◆ Aim of the exercise
Can you quote the passage on two London pubs below in full, word for word?

Source extract section start

The Harwood Arms, Fulham

The Harwood Arms is a distinctive setting and the only Michelin-starred pub in London. This renowned Fulham gastropub aims to highlight the quality and variety of British produce. Grounded by dark wooden interiors, there’s a focus on game and foraged food. The menu changes daily, with recent highlights including Berkshire fallow deer, Cornish monkfish and a starter of venison scotch egg.

- The Harwood Arms, ©Stefan Johnson
- The Harwood Arms, ©Stefan Johnson

The Elgin, Notting Hill

Overlooking Ladbroke Grove, The Elgin is a well-loved pub with rock and roll heritage. Frequented by mods in the sixties and punk-rockers in the seventies, it is now a hotspot for indulgent dining. Richly layered interiors make for a cosy setting to enjoy locally-sourced produce. A broad wine menu pairs with offerings of pearl barley risotto, ox cheek and portobello mushroom fries – a nod to the neighbouring market of the same name. This 19th-century pub also serves real ale and was the favourite watering hole of The Clash’s frontman Joe Strummer.

Source extract section end
Record extracts section start

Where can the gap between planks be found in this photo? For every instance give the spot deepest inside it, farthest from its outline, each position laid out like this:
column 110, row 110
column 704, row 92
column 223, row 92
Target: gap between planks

Record extracts section end

◆ Response to this exercise
The Harwood Arms, Fulham

The Harwood Arms is a distinctive setting and the only Michelin-starred pub in London. This renowned Fulham gastropub aims to highlight the quality and variety of British produce. Grounded by dark wooden interiors, there’s a focus on game and foraged food. The menu changes daily, with recent highlights including Berkshire fallow deer, Cornish monkfish and a starter of venison scotch egg.

- The Harwood Arms, ©Stefan Johnson
- The Harwood Arms, ©Stefan Johnson

The Elgin, Notting Hill

Overlooking Ladbroke Grove, The Elgin is a well-loved pub with rock and roll heritage. Frequented by mods in the sixties and punk-rockers in the seventies, it is now a hotspot for indulgent dining. Richly layered interiors make for a cosy setting to enjoy locally-sourced produce. A broad wine menu pairs with offerings of pearl barley risotto, ox cheek and portobello mushroom fries – a nod to the neighbouring market of the same name. This 19th-century pub also serves real ale and was the favourite watering hole of The Clash’s frontman Joe Strummer.